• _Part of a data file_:
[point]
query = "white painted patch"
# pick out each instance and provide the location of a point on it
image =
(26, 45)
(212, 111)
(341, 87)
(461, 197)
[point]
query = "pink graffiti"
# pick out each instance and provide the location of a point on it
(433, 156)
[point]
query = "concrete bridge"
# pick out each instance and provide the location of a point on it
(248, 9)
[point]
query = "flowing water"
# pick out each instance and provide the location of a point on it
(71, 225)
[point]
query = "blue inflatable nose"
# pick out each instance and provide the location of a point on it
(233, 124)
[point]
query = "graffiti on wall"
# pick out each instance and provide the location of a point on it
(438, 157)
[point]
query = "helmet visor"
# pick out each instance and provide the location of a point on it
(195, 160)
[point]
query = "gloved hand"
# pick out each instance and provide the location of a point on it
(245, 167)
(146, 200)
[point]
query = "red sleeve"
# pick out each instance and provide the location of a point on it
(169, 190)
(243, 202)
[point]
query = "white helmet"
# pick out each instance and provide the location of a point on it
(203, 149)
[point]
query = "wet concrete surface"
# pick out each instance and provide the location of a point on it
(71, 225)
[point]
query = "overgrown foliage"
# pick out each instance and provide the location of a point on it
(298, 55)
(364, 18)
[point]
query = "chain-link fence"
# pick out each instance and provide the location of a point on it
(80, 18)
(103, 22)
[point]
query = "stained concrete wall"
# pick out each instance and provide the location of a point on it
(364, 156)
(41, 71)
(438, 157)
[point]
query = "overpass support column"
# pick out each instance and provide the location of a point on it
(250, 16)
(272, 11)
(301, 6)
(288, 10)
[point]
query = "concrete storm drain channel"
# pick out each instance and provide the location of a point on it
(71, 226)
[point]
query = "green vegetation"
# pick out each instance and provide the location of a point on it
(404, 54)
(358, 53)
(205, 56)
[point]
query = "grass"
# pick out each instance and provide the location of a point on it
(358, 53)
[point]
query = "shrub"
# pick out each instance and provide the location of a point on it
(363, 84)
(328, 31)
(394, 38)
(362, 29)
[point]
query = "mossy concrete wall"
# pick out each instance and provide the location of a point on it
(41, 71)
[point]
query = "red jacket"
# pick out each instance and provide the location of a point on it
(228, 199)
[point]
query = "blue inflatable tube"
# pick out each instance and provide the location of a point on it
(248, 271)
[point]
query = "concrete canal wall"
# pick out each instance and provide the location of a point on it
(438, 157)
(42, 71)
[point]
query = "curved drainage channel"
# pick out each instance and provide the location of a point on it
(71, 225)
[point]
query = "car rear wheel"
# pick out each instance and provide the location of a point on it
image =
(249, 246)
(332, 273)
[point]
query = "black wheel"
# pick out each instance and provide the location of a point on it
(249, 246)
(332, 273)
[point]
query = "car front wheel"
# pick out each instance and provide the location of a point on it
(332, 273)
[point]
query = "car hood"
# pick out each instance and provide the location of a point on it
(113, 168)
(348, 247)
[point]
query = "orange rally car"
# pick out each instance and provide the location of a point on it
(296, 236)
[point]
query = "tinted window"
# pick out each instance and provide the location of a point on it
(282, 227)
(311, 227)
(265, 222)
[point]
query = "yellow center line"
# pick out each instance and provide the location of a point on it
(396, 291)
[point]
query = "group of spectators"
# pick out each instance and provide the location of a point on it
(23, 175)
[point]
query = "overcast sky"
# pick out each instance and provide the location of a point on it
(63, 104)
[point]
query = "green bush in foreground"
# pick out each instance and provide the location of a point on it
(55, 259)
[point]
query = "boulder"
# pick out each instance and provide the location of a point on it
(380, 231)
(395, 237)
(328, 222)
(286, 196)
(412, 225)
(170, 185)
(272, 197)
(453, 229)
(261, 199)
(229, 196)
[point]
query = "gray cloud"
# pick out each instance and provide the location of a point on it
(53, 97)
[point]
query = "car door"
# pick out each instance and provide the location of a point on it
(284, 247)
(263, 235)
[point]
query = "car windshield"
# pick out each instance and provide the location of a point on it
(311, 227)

• _EXERCISE TASK_: Every record above should be output exactly.

• _RESPONSE_:
[point]
query = "white painted patch"
# pick out each instance and provide the location of a point on it
image =
(26, 45)
(212, 111)
(341, 87)
(461, 197)
[point]
query = "pink graffiti"
# pick out each instance and provide the location of a point on it
(433, 156)
[point]
query = "concrete bridge"
# pick out each instance and provide the location of a point on it
(248, 9)
[point]
query = "flowing water"
# pick out each instance and provide the location of a point on it
(71, 225)
[point]
query = "blue inflatable nose"
# pick out each instance and provide the location of a point on it
(233, 124)
[point]
query = "graffiti on wall"
# pick out each instance and provide the location of a point on it
(438, 157)
[point]
query = "helmet visor"
# pick out each instance and provide the location of a point on it
(195, 160)
[point]
query = "gloved hand"
# pick out each instance and provide the location of a point on it
(245, 167)
(146, 200)
[point]
query = "red sleeve"
# pick out each instance and provide the location of a point on it
(169, 190)
(243, 202)
[point]
query = "white helmet"
# pick out each instance and provide the location of a point on it
(203, 149)
[point]
query = "wet concrete surface"
# pick out each instance and provide the location of a point on it
(71, 225)
[point]
query = "overgrown foliage"
# pick out each instance and provide the location of a point on it
(298, 55)
(364, 18)
[point]
query = "chain-link fence"
# pick out each instance and provide the location of a point on it
(80, 18)
(103, 22)
[point]
query = "stained concrete wall"
# pick out each instance and provide the location of a point on it
(364, 156)
(41, 71)
(438, 157)
[point]
query = "overpass support column"
# pick out each instance and provide the location of a point on it
(250, 16)
(272, 11)
(301, 6)
(288, 10)
[point]
query = "concrete storm drain channel"
# pick out each instance and provide the location of a point on it
(71, 226)
[point]
query = "green vegetation"
# pick out each instance and provide the location of a point on it
(404, 54)
(358, 53)
(205, 56)
[point]
query = "grass"
# pick out each instance and provide the location of a point on it
(358, 53)
[point]
query = "shrub"
# pick out each instance and provide the location of a point on it
(363, 84)
(328, 31)
(394, 38)
(362, 29)
[point]
query = "mossy concrete wall"
# pick out each instance and provide the location of a point on it
(41, 71)
[point]
query = "red jacket"
# pick out each instance and provide the location of a point on it
(228, 199)
[point]
query = "blue inflatable tube"
# pick out each instance and provide the location of a point on it
(248, 271)
[point]
query = "concrete canal wall"
# pick out each instance and provide the location of a point on it
(438, 157)
(42, 71)
[point]
query = "curved drainage channel"
# pick out each instance and provide the location of a point on it
(71, 225)
[point]
query = "car rear wheel"
# pick out each instance and provide the location of a point on it
image =
(249, 246)
(332, 273)
[point]
query = "black wheel"
# pick out each instance and provide the location of a point on it
(249, 246)
(332, 273)
[point]
query = "car front wheel"
# pick out each instance and provide the location of a point on it
(332, 273)
[point]
query = "car hood"
# pick out each instance and provide the location of a point on it
(113, 168)
(348, 247)
[point]
query = "orange rally car"
# pick out each instance and provide the location of a point on it
(296, 236)
[point]
query = "tinted window"
# pick out each instance and provide the location of a point on it
(282, 227)
(311, 227)
(265, 222)
[point]
query = "yellow center line"
# pick out each instance and provide the location of a point on it
(396, 291)
[point]
query = "group of spectators"
# pick out each instance and provide the location of a point on it
(23, 175)
[point]
query = "overcast sky"
# pick out each instance and provide the location of a point on it
(63, 104)
[point]
query = "green bush in foreground"
# pick out each instance and provide the location of a point on it
(55, 259)
[point]
query = "boulder"
# pick out each instance and provide the location of a point on it
(380, 231)
(395, 237)
(328, 222)
(286, 196)
(412, 225)
(170, 185)
(272, 197)
(453, 229)
(261, 199)
(229, 196)
[point]
query = "gray cloud"
# pick out each instance and provide the location of a point on it
(53, 97)
[point]
query = "car door"
# pick out each instance and provide the location of a point on it
(284, 247)
(263, 235)
[point]
query = "car windshield"
# pick out each instance and provide the location of a point on it
(311, 227)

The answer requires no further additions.